## Excerpt:
*** Begin section ***

Chatbot Tutorial on Pytorch documentation, gathering indices that are invalid

From this tutorial here:,
at the part where we calculate the loss using:

def maskNLLLoss(inp, target, mask):
    nTotal = mask.sum()
    crossEntropy = -torch.log(torch.gather(inp, 1, target.view(-1, 1)).squeeze(1))
    loss = crossEntropy.masked_select(mask).mean()
    loss =
    return loss, nTotal.item()

Why are we using target.view(-1, 1) as the index to gather from? target contains word indices, if I’m not mistaken, which, given a large corpus can be very huge, and thus won’t be valid indices for the function to use to select from.

Also, we do we only gather from the first dimension?

inp will probably contain the prediction probabilities as [batch_size, nb_words].
If that’s the case, the gather operation will get all predictions for the current target word index in each sample:

batch_size = 5
nb_words = 10

inp = torch.randn(batch_size, nb_words)

*** End section ***

## Exercise requirements:
• a. Transcribe the maskNLLLoss thread from "From this tutorial" to "return loss, nTotal.item()".
• b. According to the maskNLLLoss thread, what shape will inp probably have?
• c. Take the maskNLLLoss thread further from the point where it stops.
These rows have no connection to the maskNLLLoss thread.

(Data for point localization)
*** Begin section ***

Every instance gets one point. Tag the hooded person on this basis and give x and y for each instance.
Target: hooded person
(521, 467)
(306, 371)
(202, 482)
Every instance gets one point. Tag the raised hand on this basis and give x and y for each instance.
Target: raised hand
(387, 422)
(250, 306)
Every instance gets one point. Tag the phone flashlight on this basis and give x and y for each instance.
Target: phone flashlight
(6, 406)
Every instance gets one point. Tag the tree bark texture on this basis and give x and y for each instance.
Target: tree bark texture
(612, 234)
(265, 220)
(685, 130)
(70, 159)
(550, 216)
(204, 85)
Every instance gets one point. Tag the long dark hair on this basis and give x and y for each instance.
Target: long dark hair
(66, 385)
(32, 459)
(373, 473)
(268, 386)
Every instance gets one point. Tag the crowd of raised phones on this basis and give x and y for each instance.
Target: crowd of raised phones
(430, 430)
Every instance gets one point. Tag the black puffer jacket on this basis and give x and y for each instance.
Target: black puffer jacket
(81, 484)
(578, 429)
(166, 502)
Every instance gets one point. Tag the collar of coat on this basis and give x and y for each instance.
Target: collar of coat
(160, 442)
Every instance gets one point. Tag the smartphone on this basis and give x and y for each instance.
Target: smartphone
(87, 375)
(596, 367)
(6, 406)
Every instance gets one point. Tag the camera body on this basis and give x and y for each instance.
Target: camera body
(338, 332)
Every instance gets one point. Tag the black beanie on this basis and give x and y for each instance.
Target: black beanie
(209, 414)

*** End section ***

## Answer set:
• a.
From this tutorial here:,
at the part where we calculate the loss using:

def maskNLLLoss(inp, target, mask):
    nTotal = mask.sum()
    crossEntropy = -torch.log(torch.gather(inp, 1, target.view(-1, 1)).squeeze(1))
    loss = crossEntropy.masked_select(mask).mean()
    loss =
    return loss, nTotal.item()

• b. [batch_size, nb_words]

• c.
target = torch.randint(0, nb_words, (batch_size,))
torch.gather(inp, 1, target.view(-1, 1))

Ah, I see, so this function requires the resulting probability to be of size (batch_size, number of words).

I’ve been reading articles about implementing a chatbot using the Transformer model from Google. I was borrowing the training loop here. However, the Transformer model requires the user to input an output size or as the paper from Google calls it, d_model. So currently, I am getting decoder outputs of size [batch_size, d_model]. How would I go about calculating the loss for this, do you have any pointer? Thanks.